Exercise requirements:
Please retype the lines below character for character, keeping each one on its own line and in the same order.

-- start of Material supplied --

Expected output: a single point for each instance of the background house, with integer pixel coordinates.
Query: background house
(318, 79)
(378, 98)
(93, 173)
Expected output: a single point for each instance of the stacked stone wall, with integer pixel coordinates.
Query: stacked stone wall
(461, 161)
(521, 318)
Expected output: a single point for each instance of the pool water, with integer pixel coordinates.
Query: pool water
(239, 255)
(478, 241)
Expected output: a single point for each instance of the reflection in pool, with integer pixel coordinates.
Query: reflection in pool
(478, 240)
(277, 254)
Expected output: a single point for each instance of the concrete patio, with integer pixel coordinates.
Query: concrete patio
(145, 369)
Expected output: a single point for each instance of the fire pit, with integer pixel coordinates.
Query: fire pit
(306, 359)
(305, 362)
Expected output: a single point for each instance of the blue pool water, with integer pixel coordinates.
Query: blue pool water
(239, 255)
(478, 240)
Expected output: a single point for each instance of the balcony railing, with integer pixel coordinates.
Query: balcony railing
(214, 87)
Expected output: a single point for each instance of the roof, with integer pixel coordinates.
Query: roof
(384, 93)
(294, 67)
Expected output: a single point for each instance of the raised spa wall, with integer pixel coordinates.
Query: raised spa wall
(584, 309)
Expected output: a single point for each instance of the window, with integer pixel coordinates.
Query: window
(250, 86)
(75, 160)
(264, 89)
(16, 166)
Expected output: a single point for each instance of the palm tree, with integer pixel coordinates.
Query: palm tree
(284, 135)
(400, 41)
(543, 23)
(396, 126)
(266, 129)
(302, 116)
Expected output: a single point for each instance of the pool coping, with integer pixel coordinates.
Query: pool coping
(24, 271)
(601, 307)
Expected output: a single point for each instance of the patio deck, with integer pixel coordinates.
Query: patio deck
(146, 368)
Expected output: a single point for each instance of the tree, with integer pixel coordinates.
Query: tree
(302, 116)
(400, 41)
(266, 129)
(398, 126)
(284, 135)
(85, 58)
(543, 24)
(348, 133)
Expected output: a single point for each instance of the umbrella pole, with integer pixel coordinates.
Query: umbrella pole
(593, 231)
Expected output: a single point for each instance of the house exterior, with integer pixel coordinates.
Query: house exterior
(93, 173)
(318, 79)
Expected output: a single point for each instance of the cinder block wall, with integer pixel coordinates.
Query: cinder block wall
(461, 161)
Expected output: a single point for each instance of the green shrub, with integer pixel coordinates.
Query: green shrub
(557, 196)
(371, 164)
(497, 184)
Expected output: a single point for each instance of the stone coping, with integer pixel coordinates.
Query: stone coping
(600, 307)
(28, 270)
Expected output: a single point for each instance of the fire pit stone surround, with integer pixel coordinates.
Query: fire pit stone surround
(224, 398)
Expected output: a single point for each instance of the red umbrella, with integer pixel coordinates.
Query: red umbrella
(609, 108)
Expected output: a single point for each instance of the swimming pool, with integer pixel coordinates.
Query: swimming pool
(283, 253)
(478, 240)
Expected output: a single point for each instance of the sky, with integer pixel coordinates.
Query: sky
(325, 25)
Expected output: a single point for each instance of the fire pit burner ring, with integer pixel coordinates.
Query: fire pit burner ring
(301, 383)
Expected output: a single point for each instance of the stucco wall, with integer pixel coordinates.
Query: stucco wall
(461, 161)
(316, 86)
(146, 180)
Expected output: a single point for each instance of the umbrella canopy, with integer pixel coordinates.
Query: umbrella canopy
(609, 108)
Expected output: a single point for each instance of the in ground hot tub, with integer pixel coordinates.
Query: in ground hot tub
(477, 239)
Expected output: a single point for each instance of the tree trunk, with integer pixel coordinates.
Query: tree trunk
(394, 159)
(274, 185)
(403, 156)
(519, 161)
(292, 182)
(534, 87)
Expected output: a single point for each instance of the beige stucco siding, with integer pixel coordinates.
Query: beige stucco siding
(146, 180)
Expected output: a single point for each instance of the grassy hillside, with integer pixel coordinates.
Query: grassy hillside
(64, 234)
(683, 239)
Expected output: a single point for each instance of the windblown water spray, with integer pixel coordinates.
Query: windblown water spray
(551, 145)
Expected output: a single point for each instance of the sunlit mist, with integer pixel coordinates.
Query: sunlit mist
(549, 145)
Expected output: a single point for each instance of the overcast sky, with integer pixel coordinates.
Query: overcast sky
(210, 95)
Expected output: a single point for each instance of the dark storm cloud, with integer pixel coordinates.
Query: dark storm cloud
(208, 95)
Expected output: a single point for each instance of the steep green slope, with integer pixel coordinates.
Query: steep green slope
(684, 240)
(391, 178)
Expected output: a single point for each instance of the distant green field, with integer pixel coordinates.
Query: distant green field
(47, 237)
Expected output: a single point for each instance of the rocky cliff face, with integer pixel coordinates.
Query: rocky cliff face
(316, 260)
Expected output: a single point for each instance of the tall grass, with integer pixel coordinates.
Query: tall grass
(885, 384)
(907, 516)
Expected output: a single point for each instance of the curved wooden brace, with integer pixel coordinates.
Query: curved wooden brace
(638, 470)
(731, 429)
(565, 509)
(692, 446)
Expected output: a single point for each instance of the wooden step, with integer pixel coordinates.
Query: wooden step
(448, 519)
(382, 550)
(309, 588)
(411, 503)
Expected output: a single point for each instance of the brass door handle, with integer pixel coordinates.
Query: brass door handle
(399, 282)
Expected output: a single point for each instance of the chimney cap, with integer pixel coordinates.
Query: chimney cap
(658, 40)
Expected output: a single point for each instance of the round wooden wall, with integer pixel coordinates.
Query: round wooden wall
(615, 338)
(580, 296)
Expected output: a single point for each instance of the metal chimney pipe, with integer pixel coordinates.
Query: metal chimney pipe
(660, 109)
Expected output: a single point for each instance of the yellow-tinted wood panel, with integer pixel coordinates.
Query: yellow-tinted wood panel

-- end of Material supplied --

In response:
Expected output: a single point for each instance of the background house, with integer pixel coordinates.
Query: background house
(318, 79)
(378, 98)
(93, 173)
Expected output: a single point for each instance of the stacked stone wall, with integer pixel coordinates.
Query: stacked stone wall
(461, 161)
(521, 318)
Expected output: a single point for each instance of the pool water, with integer pixel coordinates.
Query: pool water
(239, 255)
(478, 241)
Expected output: a single point for each instance of the reflection in pool, with integer pixel coordinates.
Query: reflection in pool
(478, 240)
(277, 254)
Expected output: a single point for each instance of the concrete patio, with integer pixel coordinates.
Query: concrete patio
(145, 369)
Expected output: a single point for each instance of the fire pit, with integer pixel coordinates.
Query: fire pit
(306, 359)
(305, 362)
Expected output: a single point for each instance of the blue pool water, with integer pixel coordinates.
Query: blue pool water
(239, 255)
(478, 240)
Expected output: a single point for each instance of the balcony railing, with integer pixel coordinates.
Query: balcony railing
(214, 87)
Expected output: a single point for each instance of the roof, with integer pixel coordinates.
Query: roof
(384, 93)
(294, 67)
Expected output: a single point for each instance of the raised spa wall, with integer pixel coordinates.
Query: raised spa wall
(584, 309)
Expected output: a single point for each instance of the window, with integer pixel coordinates.
Query: window
(250, 86)
(75, 160)
(264, 89)
(16, 166)
Expected output: a single point for each instance of the palm tree, with integer pixel coordinates.
Query: palm tree
(284, 135)
(400, 41)
(543, 23)
(396, 126)
(266, 129)
(302, 116)
Expected output: a single point for each instance of the pool coping, with integer pixel coordinates.
Query: pool coping
(24, 271)
(601, 307)
Expected output: a single point for each instance of the patio deck, with integer pixel coordinates.
Query: patio deck
(146, 368)
Expected output: a single point for each instance of the tree, with integer pixel coordinates.
Query: tree
(302, 116)
(400, 41)
(266, 129)
(398, 126)
(284, 135)
(85, 58)
(543, 24)
(348, 133)
Expected output: a single point for each instance of the umbrella pole, with integer pixel coordinates.
Query: umbrella pole
(593, 231)
Expected output: a single point for each instance of the house exterior, with integer pixel coordinates.
Query: house exterior
(93, 173)
(318, 79)
Expected output: a single point for each instance of the cinder block wall, with integer pixel coordinates.
Query: cinder block wall
(461, 161)
Expected output: a single point for each instance of the green shrub, with integer pixel coordinates.
Query: green shrub
(557, 196)
(371, 164)
(497, 184)
Expected output: a single point for each instance of the stone coping, with integer pixel coordinates.
Query: stone coping
(600, 307)
(28, 270)
Expected output: a single point for each instance of the fire pit stone surround, with integer pixel coordinates.
Query: fire pit stone surround
(224, 398)
Expected output: a single point for each instance of the red umbrella, with integer pixel coordinates.
Query: red umbrella
(609, 108)
Expected output: a single point for each instance of the swimming pool, with integer pixel coordinates.
Query: swimming pool
(283, 253)
(478, 240)
Expected output: a single point for each instance of the sky, with integer pixel coordinates.
Query: sky
(325, 25)
Expected output: a single point for each instance of the fire pit burner ring, with integer pixel coordinates.
Query: fire pit burner ring
(301, 383)
Expected output: a single point for each instance of the stucco wall, with integer pixel coordinates.
Query: stucco wall
(461, 161)
(316, 86)
(146, 180)
Expected output: a single point for each instance of the umbrella canopy, with integer pixel coordinates.
Query: umbrella canopy
(609, 108)
Expected output: a single point for each instance of the in ground hot tub, with integer pixel coordinates.
Query: in ground hot tub
(477, 239)
Expected output: a single point for each instance of the tree trunk, with integer pixel coordinates.
Query: tree trunk
(394, 159)
(274, 185)
(403, 156)
(519, 161)
(292, 182)
(534, 87)
Expected output: a single point for each instance of the beige stucco siding, with integer pixel coordinates.
Query: beige stucco siding
(146, 180)
Expected output: a single point for each instance of the grassy hillside, with integer pixel coordinates.
Query: grassy hillside
(64, 234)
(683, 239)
Expected output: a single point for each instance of the windblown water spray, with integer pixel coordinates.
Query: windblown water spray
(551, 145)
Expected output: a single point for each instance of the sunlit mist, with integer pixel coordinates.
Query: sunlit mist
(549, 145)
Expected output: a single point for each instance of the overcast sky, with integer pixel coordinates.
Query: overcast sky
(210, 95)
Expected output: a single point for each instance of the dark storm cloud, with integer pixel coordinates.
Query: dark storm cloud
(208, 95)
Expected output: a single point for each instance of the steep green slope, with integer pixel coordinates.
Query: steep green slope
(684, 240)
(391, 178)
Expected output: a single point for each instance of the distant green field, with integer pixel coordinates.
Query: distant green field
(47, 237)
Expected output: a single point for each instance of the rocky cliff face, with integer pixel coordinates.
Query: rocky cliff face
(316, 260)
Expected output: a single point for each instance of the tall grass, with integer pixel coordinates.
Query: tall grass
(885, 384)
(907, 516)
Expected output: a single point for each instance of the curved wooden brace, with integer pixel coordinates.
Query: curved wooden brace
(638, 470)
(731, 429)
(565, 509)
(692, 446)
Expected output: a single point for each instance of the wooden step, with integer pixel coordinates.
Query: wooden step
(448, 519)
(382, 550)
(309, 588)
(411, 503)
Expected output: a single point for each instance of the brass door handle, with integer pixel coordinates.
Query: brass door handle
(399, 282)
Expected output: a single point for each instance of the chimney cap, with integer pixel coordinates.
Query: chimney cap
(658, 40)
Expected output: a single point for each instance of the round wooden wall, with integer pixel coordinates.
Query: round wooden wall
(615, 338)
(580, 296)
Expected output: a single point for each instance of the metal chimney pipe, with integer pixel coordinates.
Query: metal chimney pipe
(660, 109)
Expected output: a single point for each instance of the yellow-tinted wood panel, with integer pixel coordinates.
Query: yellow-tinted wood panel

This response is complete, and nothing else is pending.